节选原文
━━━━━━━━━━━━━━━━
我们在这放养过几茬鸡,其中有一只公鸡,它是我所见过的公鸡里面最俊朗的美男子。它的冠子又大又红,像帽子上配了一簇红缨,也像一团熊熊燃烧的火焰。它的身姿挺拔,毛色多彩鲜艳有光泽,尾巴的羽毛黑亮黑亮的,长长地垂下来,弧度刚刚好的堪称完美。两个小眼睛滴溜溜地转,透着一种精明和蔑视一切的高贵。它很凶,这一点,在它吃食的时候显露无遗。有时候它单脚站立在某高点上,一动不动的,任风拂动它华美的羽毛,那个背影,竟给人一种说不出的孤独感。无疑,它是傲娇的,因为它有足够的资本。
转头回望那段养鸡的岁月,多少的忍俊不禁、会心一笑,就那样猝不及防温暖了一些苍白的日子。
我们曾养过一只其貌不扬的母鸡,矮小的身材,毛色也不美,却是个可人疼的家伙,它天天下蛋。但一段时间后,鸡蛋总是“失踪”。为了防止被人捡去,早上我们就把鸡抱下楼来,在门口角落的地面上垫一些破布,鸡就在那里下蛋,等下好蛋再把它抱上楼去。有一天早上走得匆忙,忘了这事了,于是后面就出现了让人称奇的一幕。那天我放学回家,在二楼上三楼的两三级台阶上,我与它“狭路相逢”了,它在那“咯咯”叫着来回踱着碎步。我奇怪它怎么下来了,探头看到门口的那个老地方躺着一枚雪白雪白的鸡蛋,尽管没有破布的保护却完好无损,走过去用手一摸,还暖乎乎的,带着一种母亲的温度……我眉飞色舞把这一幕告诉了随后而至的母亲。老母鸡的聪慧让我们赞叹不已,它的护犊情深又让我们对它的疼爱里多了丝怜惜:它怎么会认得路?这么多级台阶,它如何下来的?遇到楼上住户,它怕不怕?这些满是爱的疑问,自然得不到解答,但无碍于它,它还是几乎天天都会自己下楼来下蛋,然后“咯咯咯”地在我家门口或是台阶踱步,直到我们回来把它抱上楼去。
在那样一个物质生活和精神生活相对贫乏的年代里,这只老母鸡带给我们的不只是补养身体的鸡蛋,更带给我们一个春天,一个关于母爱,关于忠诚,关于坚守的春天。我们对它,有高于对动物的感情,就像是家人,天天见,依然亲切,如沐春风。
━━━━━━━━━━━━━━━━
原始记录
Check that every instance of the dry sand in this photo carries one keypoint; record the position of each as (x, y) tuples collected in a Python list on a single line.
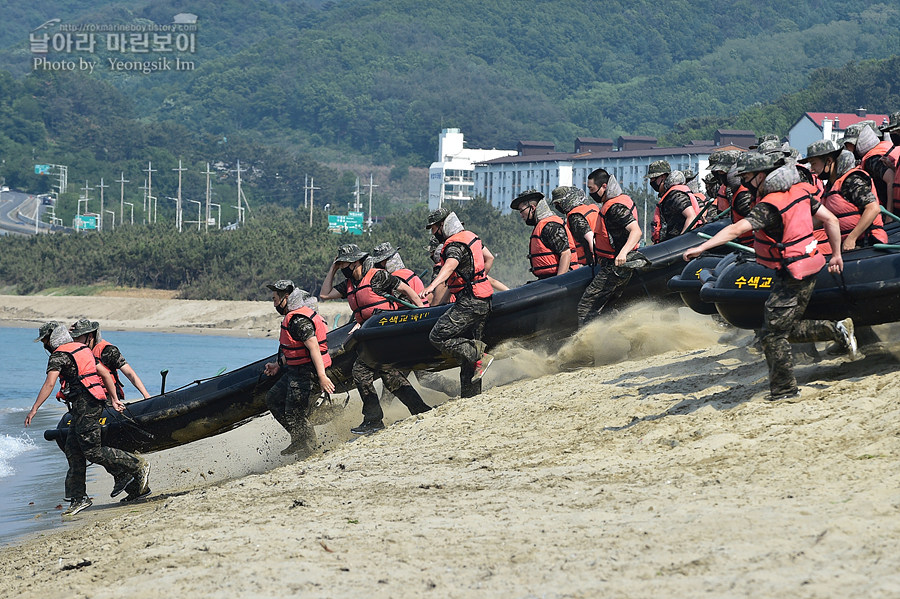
[(660, 471)]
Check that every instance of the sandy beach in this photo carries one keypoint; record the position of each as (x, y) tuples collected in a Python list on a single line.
[(640, 461)]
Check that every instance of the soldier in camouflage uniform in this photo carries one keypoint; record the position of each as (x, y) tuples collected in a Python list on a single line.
[(675, 210), (533, 209), (458, 331), (830, 164), (787, 302), (566, 199), (863, 140), (290, 400), (618, 232), (355, 264), (83, 441)]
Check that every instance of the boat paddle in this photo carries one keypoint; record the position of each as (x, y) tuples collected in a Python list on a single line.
[(730, 244), (397, 300)]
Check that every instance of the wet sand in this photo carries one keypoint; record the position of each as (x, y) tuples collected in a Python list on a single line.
[(657, 471)]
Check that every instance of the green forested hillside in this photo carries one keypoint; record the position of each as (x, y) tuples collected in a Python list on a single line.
[(278, 243), (380, 79)]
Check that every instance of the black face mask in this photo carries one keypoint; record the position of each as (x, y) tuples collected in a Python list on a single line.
[(749, 186)]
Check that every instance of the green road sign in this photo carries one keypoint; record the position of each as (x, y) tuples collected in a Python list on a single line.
[(352, 223), (85, 221)]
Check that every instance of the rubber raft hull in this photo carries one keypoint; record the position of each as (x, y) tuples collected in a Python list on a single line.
[(204, 408), (868, 291), (543, 310), (706, 268)]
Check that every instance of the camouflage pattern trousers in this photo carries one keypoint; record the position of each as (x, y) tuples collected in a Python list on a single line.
[(395, 381), (457, 333), (289, 402), (607, 285), (784, 309), (83, 444)]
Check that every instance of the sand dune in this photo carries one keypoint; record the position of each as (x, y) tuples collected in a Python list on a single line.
[(639, 461)]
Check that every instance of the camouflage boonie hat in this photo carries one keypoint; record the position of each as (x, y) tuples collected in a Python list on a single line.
[(763, 139), (723, 160), (851, 134), (436, 216), (755, 162), (383, 251), (529, 195), (566, 197), (657, 168), (770, 145), (350, 252), (893, 122), (83, 326), (821, 147), (282, 285), (47, 329)]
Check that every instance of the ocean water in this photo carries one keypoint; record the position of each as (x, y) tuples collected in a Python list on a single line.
[(32, 470)]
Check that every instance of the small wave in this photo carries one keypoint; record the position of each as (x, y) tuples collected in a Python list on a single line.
[(10, 447)]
━━━━━━━━━━━━━━━━
任务要求
请返回这篇养鸡往事的文字中从“我们曾养过一只其貌不扬的母鸡”到“或是台阶踱步,直到我们回来把它抱上楼去。”的那一段，原文照录，一字不改。 这些记录取自别的来源。

本题答案
我们曾养过一只其貌不扬的母鸡,矮小的身材,毛色也不美,却是个可人疼的家伙,它天天下蛋。但一段时间后,鸡蛋总是“失踪”。为了防止被人捡去,早上我们就把鸡抱下楼来,在门口角落的地面上垫一些破布,鸡就在那里下蛋,等下好蛋再把它抱上楼去。有一天早上走得匆忙,忘了这事了,于是后面就出现了让人称奇的一幕。那天我放学回家,在二楼上三楼的两三级台阶上,我与它“狭路相逢”了,它在那“咯咯”叫着来回踱着碎步。我奇怪它怎么下来了,探头看到门口的那个老地方躺着一枚雪白雪白的鸡蛋,尽管没有破布的保护却完好无损,走过去用手一摸,还暖乎乎的,带着一种母亲的温度……我眉飞色舞把这一幕告诉了随后而至的母亲。老母鸡的聪慧让我们赞叹不已,它的护犊情深又让我们对它的疼爱里多了丝怜惜:它怎么会认得路?这么多级台阶,它如何下来的?遇到楼上住户,它怕不怕?这些满是爱的疑问,自然得不到解答,但无碍于它,它还是几乎天天都会自己下楼来下蛋,然后“咯咯咯”地在我家门口或是台阶踱步,直到我们回来把它抱上楼去。